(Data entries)

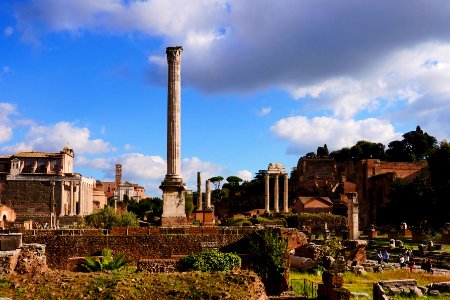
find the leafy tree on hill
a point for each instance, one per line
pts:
(323, 151)
(439, 164)
(415, 146)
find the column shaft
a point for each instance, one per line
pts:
(267, 192)
(174, 112)
(276, 193)
(208, 195)
(62, 200)
(285, 194)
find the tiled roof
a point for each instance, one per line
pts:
(37, 154)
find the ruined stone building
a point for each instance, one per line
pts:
(370, 178)
(119, 189)
(43, 187)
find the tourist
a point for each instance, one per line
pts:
(379, 257)
(411, 265)
(428, 266)
(402, 262)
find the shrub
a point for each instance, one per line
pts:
(106, 262)
(238, 222)
(316, 222)
(269, 253)
(108, 218)
(211, 260)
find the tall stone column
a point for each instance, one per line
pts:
(267, 192)
(71, 200)
(173, 187)
(276, 194)
(353, 216)
(199, 191)
(62, 199)
(286, 193)
(174, 113)
(208, 194)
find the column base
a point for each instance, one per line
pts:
(173, 221)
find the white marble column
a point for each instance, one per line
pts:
(63, 199)
(267, 192)
(174, 113)
(208, 195)
(71, 200)
(286, 193)
(276, 193)
(199, 191)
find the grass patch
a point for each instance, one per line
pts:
(129, 284)
(364, 283)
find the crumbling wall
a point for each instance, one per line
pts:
(29, 199)
(60, 248)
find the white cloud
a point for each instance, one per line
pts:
(8, 31)
(306, 134)
(5, 133)
(149, 171)
(264, 111)
(245, 175)
(55, 137)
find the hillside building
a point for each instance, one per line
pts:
(43, 187)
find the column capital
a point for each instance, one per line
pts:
(174, 54)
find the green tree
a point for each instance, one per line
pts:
(439, 164)
(322, 151)
(216, 180)
(269, 253)
(211, 260)
(415, 146)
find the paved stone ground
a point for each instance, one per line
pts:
(417, 269)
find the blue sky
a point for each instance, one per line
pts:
(262, 81)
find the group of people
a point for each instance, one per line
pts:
(383, 257)
(407, 259)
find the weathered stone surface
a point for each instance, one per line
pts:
(415, 292)
(157, 265)
(301, 263)
(310, 250)
(62, 247)
(335, 280)
(32, 259)
(356, 295)
(443, 287)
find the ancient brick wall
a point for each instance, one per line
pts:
(28, 199)
(137, 247)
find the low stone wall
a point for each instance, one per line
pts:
(62, 247)
(383, 290)
(29, 259)
(157, 265)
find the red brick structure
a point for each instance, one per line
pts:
(370, 178)
(313, 205)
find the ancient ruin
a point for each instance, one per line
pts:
(276, 169)
(173, 187)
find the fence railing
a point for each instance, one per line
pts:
(305, 288)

• TASK DETAILS: All of the records need repeating exactly, except for the pictures.

• FINAL RESULT:
find the leafy tree on hill
a point for each instance, one per line
pts:
(323, 151)
(439, 164)
(415, 146)
find the column shaft
a point for each instance, one per line
pts:
(267, 192)
(174, 112)
(276, 193)
(208, 195)
(62, 200)
(285, 194)
find the tiled roof
a point for each instance, one per line
pts:
(37, 154)
find the ruined stone building
a point for each instance, one per line
pts:
(370, 178)
(119, 189)
(43, 187)
find the tourist
a point for each instance, one per line
pts:
(379, 257)
(411, 265)
(428, 266)
(402, 262)
find the shrub
a point for each instance, one per line
pts:
(106, 262)
(238, 222)
(316, 222)
(269, 253)
(108, 218)
(211, 260)
find the tall stone column
a point for each instance, one per line
pts:
(267, 192)
(71, 200)
(173, 187)
(276, 194)
(353, 216)
(199, 191)
(62, 199)
(286, 193)
(174, 113)
(208, 194)
find the column base
a point for each instance, one per line
pts:
(173, 221)
find the white marble column
a point for each instance, one per line
pts:
(63, 199)
(267, 192)
(174, 113)
(208, 195)
(71, 200)
(286, 193)
(276, 193)
(199, 191)
find the grass patch
a point for each instance, one per line
pts:
(129, 284)
(364, 283)
find the crumbling wall
a point for each instance, one per line
pts:
(29, 199)
(60, 248)
find the white cloud
a point for each instance, one per line
pts:
(8, 31)
(306, 134)
(5, 133)
(149, 171)
(264, 111)
(245, 175)
(55, 137)
find the hillside building
a point for each instance, one per line
pts:
(43, 187)
find the column capital
a point for each instance, one per line
pts:
(174, 54)
find the green tree
a point for each instance, one per line
pts:
(439, 164)
(322, 151)
(216, 180)
(269, 253)
(211, 260)
(415, 146)
find the paved stone ground
a point for each instance, one per line
pts:
(417, 269)
find the blue sky
a point for each instance, one per line
pts:
(262, 81)
find the group of people
a point for each instance, one per line
pts:
(383, 257)
(407, 259)
find the weathered stone surface
a point for each instance, one per line
pts:
(415, 292)
(157, 265)
(301, 263)
(310, 250)
(62, 247)
(335, 280)
(32, 259)
(356, 295)
(443, 287)
find the ancient brick wall
a point for each instance, one per line
pts:
(28, 199)
(137, 247)
find the low stone wall
a point for each instance, one per line
pts:
(62, 247)
(383, 290)
(29, 259)
(157, 265)
find the red brick structure
a point for each instance, one per line
pts:
(370, 178)
(313, 205)
find the ancient ruin
a point for each instance, one per line
pts:
(276, 169)
(173, 187)
find the fence railing
a point for each instance, one per line
pts:
(305, 288)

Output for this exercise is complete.